## What this task involves
Put every line of the items below into a Markdown table with two columns, "No." for the row number and "Line" for the line itself. Leave out any blank lines.

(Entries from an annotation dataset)
▼
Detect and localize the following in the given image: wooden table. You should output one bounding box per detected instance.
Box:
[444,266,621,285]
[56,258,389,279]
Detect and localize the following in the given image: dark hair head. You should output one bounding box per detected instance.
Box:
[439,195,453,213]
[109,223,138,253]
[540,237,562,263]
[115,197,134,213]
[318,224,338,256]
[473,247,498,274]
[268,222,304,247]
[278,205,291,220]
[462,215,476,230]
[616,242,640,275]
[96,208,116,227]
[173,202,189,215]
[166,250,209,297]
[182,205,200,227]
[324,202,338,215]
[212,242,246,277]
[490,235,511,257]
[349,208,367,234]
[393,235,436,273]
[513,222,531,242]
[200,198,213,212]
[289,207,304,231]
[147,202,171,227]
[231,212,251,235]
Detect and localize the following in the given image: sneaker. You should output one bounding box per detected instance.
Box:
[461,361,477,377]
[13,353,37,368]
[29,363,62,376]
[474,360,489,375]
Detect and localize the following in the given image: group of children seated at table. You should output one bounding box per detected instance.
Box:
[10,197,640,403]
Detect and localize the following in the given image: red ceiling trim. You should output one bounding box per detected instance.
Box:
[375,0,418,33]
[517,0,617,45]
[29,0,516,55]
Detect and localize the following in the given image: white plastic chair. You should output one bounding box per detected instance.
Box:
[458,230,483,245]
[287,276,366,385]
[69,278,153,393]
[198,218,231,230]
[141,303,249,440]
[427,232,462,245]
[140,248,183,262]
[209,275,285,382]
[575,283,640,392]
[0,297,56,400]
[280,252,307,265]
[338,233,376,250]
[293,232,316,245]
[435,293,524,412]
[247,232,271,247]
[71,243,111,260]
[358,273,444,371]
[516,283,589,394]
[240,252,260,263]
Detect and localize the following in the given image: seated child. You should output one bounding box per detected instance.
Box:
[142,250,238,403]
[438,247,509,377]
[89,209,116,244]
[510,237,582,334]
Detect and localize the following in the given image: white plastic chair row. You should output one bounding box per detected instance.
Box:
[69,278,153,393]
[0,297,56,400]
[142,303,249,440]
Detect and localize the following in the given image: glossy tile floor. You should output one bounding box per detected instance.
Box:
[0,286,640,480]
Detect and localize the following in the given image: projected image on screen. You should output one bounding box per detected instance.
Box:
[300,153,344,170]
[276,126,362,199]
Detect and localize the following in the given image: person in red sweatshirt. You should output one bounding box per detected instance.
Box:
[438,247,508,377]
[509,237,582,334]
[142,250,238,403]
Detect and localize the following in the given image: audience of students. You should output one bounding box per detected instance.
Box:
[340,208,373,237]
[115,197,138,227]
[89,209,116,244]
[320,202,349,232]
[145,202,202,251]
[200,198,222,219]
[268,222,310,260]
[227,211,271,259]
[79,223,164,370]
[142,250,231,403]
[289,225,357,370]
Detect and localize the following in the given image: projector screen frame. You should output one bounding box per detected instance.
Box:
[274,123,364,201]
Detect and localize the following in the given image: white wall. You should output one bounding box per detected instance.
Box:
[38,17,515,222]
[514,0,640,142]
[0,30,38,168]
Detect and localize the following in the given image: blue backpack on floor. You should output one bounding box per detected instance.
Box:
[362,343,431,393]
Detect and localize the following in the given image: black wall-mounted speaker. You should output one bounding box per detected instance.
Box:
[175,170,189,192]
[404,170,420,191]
▲
## Solution to the exercise
| No. | Line |
|---|---|
| 1 | Detect and localize the following in the given image: wooden table. You should output one bounding box per detected instance. |
| 2 | Box: |
| 3 | [444,266,621,285] |
| 4 | [56,258,389,279] |
| 5 | Detect and localize the following in the given image: dark hair head. You should output one bounding box per detected instance. |
| 6 | Box: |
| 7 | [439,195,453,213] |
| 8 | [109,223,138,253] |
| 9 | [540,237,562,263] |
| 10 | [115,197,134,213] |
| 11 | [318,224,338,256] |
| 12 | [473,247,498,274] |
| 13 | [268,222,304,247] |
| 14 | [278,205,291,220] |
| 15 | [462,215,476,230] |
| 16 | [616,242,640,275] |
| 17 | [96,208,116,227] |
| 18 | [173,202,189,215] |
| 19 | [166,250,209,297] |
| 20 | [182,205,200,227] |
| 21 | [324,202,338,215] |
| 22 | [212,242,246,277] |
| 23 | [490,235,511,257] |
| 24 | [349,208,367,234] |
| 25 | [393,235,436,273] |
| 26 | [513,222,531,242] |
| 27 | [200,198,213,212] |
| 28 | [289,207,304,231] |
| 29 | [147,202,171,227] |
| 30 | [231,212,251,235] |
| 31 | Detect and localize the following in the given image: sneaker. You should output one bounding box per detected instance. |
| 32 | Box: |
| 33 | [461,361,477,377] |
| 34 | [13,353,37,368] |
| 35 | [29,363,62,376] |
| 36 | [474,360,489,375] |
| 37 | Detect and localize the following in the given image: group of children seated at table. You should output one bounding box per detected instance. |
| 38 | Box: |
| 39 | [10,197,640,403] |
| 40 | Detect and localize the following in the given image: red ceiling trim. You should output one bounding box per detected instance. |
| 41 | Box: |
| 42 | [375,0,418,33] |
| 43 | [517,0,617,45] |
| 44 | [29,0,516,55] |
| 45 | Detect and localize the following in the given image: white plastic chair. You should output one bounding box per detected instance. |
| 46 | Box: |
| 47 | [458,230,483,245] |
| 48 | [287,276,366,385] |
| 49 | [69,278,153,393] |
| 50 | [198,218,231,230] |
| 51 | [141,303,249,440] |
| 52 | [427,232,462,245] |
| 53 | [140,248,183,262] |
| 54 | [209,275,285,382] |
| 55 | [575,283,640,392] |
| 56 | [0,297,56,400] |
| 57 | [280,252,307,265] |
| 58 | [338,233,376,250] |
| 59 | [293,232,316,245] |
| 60 | [435,293,524,412] |
| 61 | [247,232,271,247] |
| 62 | [71,243,111,260] |
| 63 | [358,273,444,371] |
| 64 | [516,283,589,394] |
| 65 | [240,252,260,263] |
| 66 | Detect and localize the following in the given image: seated child. You should output one bounding box per detected instance. |
| 67 | Box: |
| 68 | [142,250,238,403] |
| 69 | [438,247,509,377] |
| 70 | [89,209,116,244] |
| 71 | [510,237,582,334] |
| 72 | Detect and localize the following in the given image: white plastic chair row. You should output one bounding box per detected instance. |
| 73 | Box: |
| 74 | [69,278,153,393] |
| 75 | [0,297,56,400] |
| 76 | [142,303,249,440] |
| 77 | Detect and localize the following in the given image: glossy tile floor. You should output one bounding box per detected instance. |
| 78 | Box: |
| 79 | [0,286,640,480] |
| 80 | Detect and localize the following in the given image: projected image on screen. You should output one bounding box per detected instance. |
| 81 | Box: |
| 82 | [300,153,344,170] |
| 83 | [276,126,362,199] |
| 84 | Detect and localize the following in the given image: person in red sweatshirt. You should output one bounding box per detected instance. |
| 85 | Box: |
| 86 | [438,247,508,377] |
| 87 | [509,237,582,334] |
| 88 | [142,250,238,403] |
| 89 | Detect and localize the following in the given image: audience of students. You should output one bounding box per detected instance. |
| 90 | Box: |
| 91 | [340,208,373,237] |
| 92 | [115,197,138,227] |
| 93 | [89,209,116,244] |
| 94 | [320,202,349,232] |
| 95 | [145,202,202,251] |
| 96 | [200,198,222,219] |
| 97 | [268,222,310,260] |
| 98 | [227,211,271,259] |
| 99 | [79,223,164,370] |
| 100 | [142,250,231,403] |
| 101 | [289,225,357,370] |
| 102 | Detect and localize the following in the given image: projector screen frame. You should output one bounding box per detected instance. |
| 103 | Box: |
| 104 | [274,123,364,201] |
| 105 | Detect and localize the following in the given image: white wall. You should output one bounding box per detected instance. |
| 106 | Box: |
| 107 | [38,17,515,222] |
| 108 | [514,0,640,142] |
| 109 | [0,30,38,168] |
| 110 | Detect and localize the following in the given image: blue backpack on floor. You should output one bounding box per detected instance. |
| 111 | Box: |
| 112 | [362,343,431,393] |
| 113 | Detect and localize the following in the given image: black wall-mounted speaker. You should output one bounding box per detected instance. |
| 114 | Box: |
| 115 | [175,170,189,192] |
| 116 | [404,170,420,191] |